> Problem: Would you copy out the whole listing exactly as given?

((

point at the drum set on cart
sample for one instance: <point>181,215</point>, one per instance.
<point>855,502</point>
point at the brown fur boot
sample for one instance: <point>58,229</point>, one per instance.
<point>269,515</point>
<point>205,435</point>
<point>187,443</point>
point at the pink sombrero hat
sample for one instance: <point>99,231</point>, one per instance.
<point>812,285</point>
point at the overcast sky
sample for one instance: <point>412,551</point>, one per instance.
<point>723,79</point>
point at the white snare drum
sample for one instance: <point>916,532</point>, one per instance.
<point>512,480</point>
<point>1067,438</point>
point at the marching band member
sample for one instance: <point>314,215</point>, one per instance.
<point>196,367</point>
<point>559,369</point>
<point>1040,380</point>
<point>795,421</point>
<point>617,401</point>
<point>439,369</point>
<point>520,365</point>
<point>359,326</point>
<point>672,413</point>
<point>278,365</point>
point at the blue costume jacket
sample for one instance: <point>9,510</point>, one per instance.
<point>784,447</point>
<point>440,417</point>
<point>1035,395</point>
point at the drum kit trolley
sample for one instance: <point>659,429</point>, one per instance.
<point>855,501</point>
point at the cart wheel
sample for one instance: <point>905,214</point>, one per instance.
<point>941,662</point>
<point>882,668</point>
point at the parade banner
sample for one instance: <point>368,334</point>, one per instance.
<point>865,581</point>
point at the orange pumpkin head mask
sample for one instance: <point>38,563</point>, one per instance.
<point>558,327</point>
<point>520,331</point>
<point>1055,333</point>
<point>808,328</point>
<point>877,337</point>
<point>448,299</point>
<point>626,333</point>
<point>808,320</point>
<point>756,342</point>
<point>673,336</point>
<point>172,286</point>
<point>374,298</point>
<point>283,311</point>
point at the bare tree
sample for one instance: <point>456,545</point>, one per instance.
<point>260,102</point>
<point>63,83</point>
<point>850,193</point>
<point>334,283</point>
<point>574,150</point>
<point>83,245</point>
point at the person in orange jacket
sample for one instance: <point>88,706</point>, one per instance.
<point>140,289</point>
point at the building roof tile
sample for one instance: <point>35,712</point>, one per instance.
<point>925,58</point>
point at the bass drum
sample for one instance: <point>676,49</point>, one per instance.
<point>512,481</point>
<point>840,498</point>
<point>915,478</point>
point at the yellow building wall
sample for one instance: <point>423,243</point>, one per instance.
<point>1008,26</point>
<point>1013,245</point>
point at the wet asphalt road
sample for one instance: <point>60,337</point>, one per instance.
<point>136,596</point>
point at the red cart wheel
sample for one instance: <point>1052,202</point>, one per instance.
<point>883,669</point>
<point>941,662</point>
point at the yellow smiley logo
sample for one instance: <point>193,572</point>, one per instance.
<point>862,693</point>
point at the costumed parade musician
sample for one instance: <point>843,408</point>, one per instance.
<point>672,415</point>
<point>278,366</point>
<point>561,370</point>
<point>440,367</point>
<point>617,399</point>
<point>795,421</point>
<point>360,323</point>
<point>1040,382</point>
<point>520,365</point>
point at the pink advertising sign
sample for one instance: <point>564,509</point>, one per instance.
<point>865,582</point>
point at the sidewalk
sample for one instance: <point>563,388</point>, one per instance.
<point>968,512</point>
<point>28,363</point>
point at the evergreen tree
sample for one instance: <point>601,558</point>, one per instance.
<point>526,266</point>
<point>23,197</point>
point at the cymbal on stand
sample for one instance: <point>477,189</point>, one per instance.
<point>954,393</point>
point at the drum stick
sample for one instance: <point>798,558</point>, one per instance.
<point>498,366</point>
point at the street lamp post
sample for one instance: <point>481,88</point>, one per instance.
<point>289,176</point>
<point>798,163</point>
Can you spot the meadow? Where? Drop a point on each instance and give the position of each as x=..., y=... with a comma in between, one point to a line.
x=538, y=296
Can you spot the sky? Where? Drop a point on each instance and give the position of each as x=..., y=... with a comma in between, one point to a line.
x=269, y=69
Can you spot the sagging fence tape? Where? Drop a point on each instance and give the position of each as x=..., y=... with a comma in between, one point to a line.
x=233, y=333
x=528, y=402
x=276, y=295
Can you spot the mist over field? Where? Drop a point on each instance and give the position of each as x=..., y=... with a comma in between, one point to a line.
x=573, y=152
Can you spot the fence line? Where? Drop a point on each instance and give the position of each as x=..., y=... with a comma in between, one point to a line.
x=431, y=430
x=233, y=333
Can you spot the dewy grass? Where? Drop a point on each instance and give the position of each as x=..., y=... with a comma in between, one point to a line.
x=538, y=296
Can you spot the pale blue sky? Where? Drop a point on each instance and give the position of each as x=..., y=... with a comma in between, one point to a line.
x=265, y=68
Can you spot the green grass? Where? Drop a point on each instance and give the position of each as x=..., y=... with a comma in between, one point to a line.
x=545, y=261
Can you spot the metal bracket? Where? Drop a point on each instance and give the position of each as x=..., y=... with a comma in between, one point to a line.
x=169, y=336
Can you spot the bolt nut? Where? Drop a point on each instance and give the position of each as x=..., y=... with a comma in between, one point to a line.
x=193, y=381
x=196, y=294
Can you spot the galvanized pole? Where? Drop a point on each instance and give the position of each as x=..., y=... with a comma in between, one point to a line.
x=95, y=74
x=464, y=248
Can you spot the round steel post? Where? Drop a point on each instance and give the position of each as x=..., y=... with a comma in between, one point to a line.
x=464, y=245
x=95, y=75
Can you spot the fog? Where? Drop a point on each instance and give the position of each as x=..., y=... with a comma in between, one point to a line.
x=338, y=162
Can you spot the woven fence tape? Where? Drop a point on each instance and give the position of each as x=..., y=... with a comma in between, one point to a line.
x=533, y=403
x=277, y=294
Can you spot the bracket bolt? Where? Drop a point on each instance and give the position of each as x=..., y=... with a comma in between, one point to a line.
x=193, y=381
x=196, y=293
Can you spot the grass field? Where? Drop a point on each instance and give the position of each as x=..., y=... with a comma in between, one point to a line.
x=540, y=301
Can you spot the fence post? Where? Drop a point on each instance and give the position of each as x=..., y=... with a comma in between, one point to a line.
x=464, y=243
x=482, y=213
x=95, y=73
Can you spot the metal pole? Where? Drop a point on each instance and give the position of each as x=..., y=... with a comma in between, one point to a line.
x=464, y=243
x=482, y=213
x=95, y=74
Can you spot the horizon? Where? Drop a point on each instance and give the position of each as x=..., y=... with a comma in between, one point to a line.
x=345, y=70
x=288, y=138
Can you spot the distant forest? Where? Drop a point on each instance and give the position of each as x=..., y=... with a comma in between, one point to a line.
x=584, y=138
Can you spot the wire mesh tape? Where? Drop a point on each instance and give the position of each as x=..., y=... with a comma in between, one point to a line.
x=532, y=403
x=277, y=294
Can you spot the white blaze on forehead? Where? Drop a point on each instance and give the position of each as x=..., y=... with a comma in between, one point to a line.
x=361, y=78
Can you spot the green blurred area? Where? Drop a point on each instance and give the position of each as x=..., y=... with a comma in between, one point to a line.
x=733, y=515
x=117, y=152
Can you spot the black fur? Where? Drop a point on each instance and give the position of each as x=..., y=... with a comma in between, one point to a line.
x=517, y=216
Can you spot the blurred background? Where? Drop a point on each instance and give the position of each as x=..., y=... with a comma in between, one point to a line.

))

> Task answer:
point at the drum set on cart
sample for one instance: <point>181,215</point>, one per instance.
<point>855,502</point>
point at the brown fur boot
sample for one instance: <point>58,229</point>, one per instance.
<point>269,515</point>
<point>205,435</point>
<point>187,443</point>
point at the pink sombrero hat
sample for one instance: <point>99,231</point>, one per instance.
<point>812,285</point>
point at the overcast sky
sample for one instance: <point>412,551</point>, one per instance.
<point>723,79</point>
point at the white snare drum
sample for one instance: <point>916,532</point>, one per instance.
<point>512,480</point>
<point>1067,438</point>
point at the marching band member
sample for one instance: <point>314,215</point>, one per instance.
<point>196,367</point>
<point>559,369</point>
<point>1040,380</point>
<point>795,421</point>
<point>617,401</point>
<point>439,369</point>
<point>520,365</point>
<point>359,326</point>
<point>672,413</point>
<point>278,365</point>
point at the blue costume jacket
sample for one instance: <point>9,510</point>, one per instance.
<point>784,447</point>
<point>440,417</point>
<point>1035,395</point>
point at the drum kit trolley
sample for one instance: <point>659,429</point>, one per instance.
<point>855,501</point>
point at the cart wheel
sample for one instance: <point>905,214</point>, one per instance.
<point>941,662</point>
<point>882,668</point>
point at the parade banner
sample for one instance: <point>368,334</point>, one per instance.
<point>865,581</point>
point at the orange pumpkin head mask
sample for one instance: <point>38,563</point>, one per instance.
<point>558,327</point>
<point>520,331</point>
<point>1055,333</point>
<point>808,328</point>
<point>877,337</point>
<point>448,299</point>
<point>626,333</point>
<point>808,320</point>
<point>756,342</point>
<point>673,336</point>
<point>172,286</point>
<point>374,298</point>
<point>283,311</point>
point at the bare tree
sample for one instance: <point>456,545</point>, one per instance.
<point>260,102</point>
<point>63,83</point>
<point>850,193</point>
<point>334,283</point>
<point>574,150</point>
<point>83,245</point>
point at the person in orange jacket
sample for one instance: <point>88,706</point>, one per instance.
<point>140,289</point>
point at the building roof tile
sample for one instance: <point>35,712</point>, one per instance.
<point>925,58</point>
point at the bass drum
sample for one instance: <point>676,49</point>, one per instance.
<point>512,481</point>
<point>840,498</point>
<point>915,478</point>
point at the yellow building wall
sample for one instance: <point>423,243</point>, one per instance.
<point>1008,26</point>
<point>1013,245</point>
point at the wet asphalt road
sample for one instance: <point>60,337</point>, one per instance.
<point>136,596</point>
point at the red cart wheel
sample for one instance: <point>1052,202</point>, one per instance.
<point>883,669</point>
<point>941,662</point>
point at the yellow smiley logo
sample for one instance: <point>193,572</point>, one per instance.
<point>862,693</point>
point at the costumed parade musician
sample for one instance: <point>843,408</point>, one per instance.
<point>672,415</point>
<point>278,366</point>
<point>561,370</point>
<point>440,367</point>
<point>617,399</point>
<point>795,421</point>
<point>360,323</point>
<point>1040,382</point>
<point>520,365</point>
point at the pink advertising sign
sample for one instance: <point>564,509</point>, one per instance.
<point>865,582</point>
point at the sidewalk
sample for one instance: <point>563,388</point>, one per instance.
<point>968,512</point>
<point>28,363</point>
point at the evergreen tree
sample for one instance: <point>601,558</point>, one per instance.
<point>526,266</point>
<point>23,197</point>
point at the cymbal on stand
sample for one instance: <point>477,189</point>, one per instance.
<point>954,393</point>
point at the drum stick
sample for one instance: <point>798,558</point>, one per instance.
<point>498,366</point>
point at the street lamp post
sample for one instance: <point>481,88</point>, one per instance.
<point>289,176</point>
<point>798,163</point>
Can you spot the meadow? Where? Drop a point on each instance and give the position of each as x=..., y=... with a comma in between, one point to a line.
x=538, y=296
Can you spot the sky? Where? Drop a point on each instance and give the position of each as x=..., y=... with a comma in between, one point to a line.
x=269, y=69
Can you spot the sagging fence tape? Where? Drop a point on each instance and give the position of each as x=..., y=... with a comma in between, one point to a line.
x=233, y=333
x=528, y=402
x=276, y=295
Can you spot the mist over field? Where? Drop a point on each instance and give the position of each as x=..., y=... with a comma in between, one point to a line.
x=573, y=152
Can you spot the fence line? Where? Drop a point on each instance and give the position of each as x=..., y=... with a comma in between, one point to a line.
x=431, y=430
x=233, y=333
Can you spot the dewy grass? Where? Drop a point on each instance and give the position of each as x=..., y=... with a comma in between, one point to a line.
x=538, y=296
Can you spot the pale blue sky? Where? Drop a point on each instance and give the position of each as x=..., y=... with a comma in between, one point to a line.
x=265, y=68
Can you spot the green grass? Where? Drop a point on each instance and give the position of each as x=..., y=... with a comma in between, one point to a line.
x=545, y=261
Can you spot the metal bracket? Where? Drop a point on each instance and give the position of each as x=..., y=... with a comma in between, one point to a line.
x=169, y=336
Can you spot the bolt nut? Where? Drop a point on each instance and give the position of each as x=..., y=... with a comma in between, one point to a line.
x=193, y=381
x=196, y=294
Can you spot the galvanized pole? Where? Drop a point on each instance and give the position of each as x=..., y=... with a comma in between, one point to a line.
x=95, y=74
x=464, y=248
Can you spot the round steel post? Where? Drop a point on each instance and give the position of each as x=..., y=... with a comma in between, one point to a line.
x=464, y=245
x=95, y=75
Can you spot the fog? Where? Drop a point on each instance and give the position of each as x=..., y=... with a comma in between, one point to a line.
x=338, y=162
Can you spot the woven fence tape? Where? Drop a point on each instance and give the position of each as x=..., y=... with a comma in between, one point to a line.
x=533, y=403
x=277, y=294
Can you spot the bracket bolt? Where? Drop a point on each instance and give the position of each as x=..., y=... with a comma in between, one point to a line.
x=193, y=381
x=196, y=293
Can you spot the grass field? Where? Drop a point on each instance and give the position of each as x=..., y=... with a comma in between, one point to a line.
x=540, y=301
Can you spot the fence post? Where? Drop a point on each instance and give the position of each as x=..., y=... with a comma in between, one point to a line.
x=464, y=243
x=482, y=213
x=95, y=73
Can you spot the metal pole? Where? Drop a point on each instance and give the position of each as x=..., y=... with a comma in between, one point to a line.
x=464, y=243
x=482, y=213
x=95, y=74
Can you spot the horizon? Where? Drop a point on each instance and give the position of each as x=..., y=... with a comma in between, one point to a line.
x=345, y=70
x=288, y=138
Can you spot the distant forest? Where? Drop a point on each instance and give the position of each as x=..., y=... with a comma in between, one point to a line.
x=584, y=138
Can you spot the wire mesh tape? Where? Drop a point on each instance and give the position of each as x=..., y=... with a comma in between, one point to a line.
x=532, y=403
x=277, y=294
Can you spot the white blaze on forehead? Where? Drop a point on each instance and give the position of each as x=..., y=... with a comma in between, one point to a line.
x=361, y=78
Can you spot the green blurred area? Where? Drop a point on each instance and give the position of each as x=..., y=... with a comma in between, one point to a line.
x=733, y=515
x=117, y=152
Can you spot the black fur? Where? Drop a point on each instance and give the position of each as x=..., y=... with a comma in between, one point to a line.
x=517, y=216
Can you spot the blurred background? Where? Drop a point on each instance and give the position of each as x=..., y=... with a comma in between, one point to a line.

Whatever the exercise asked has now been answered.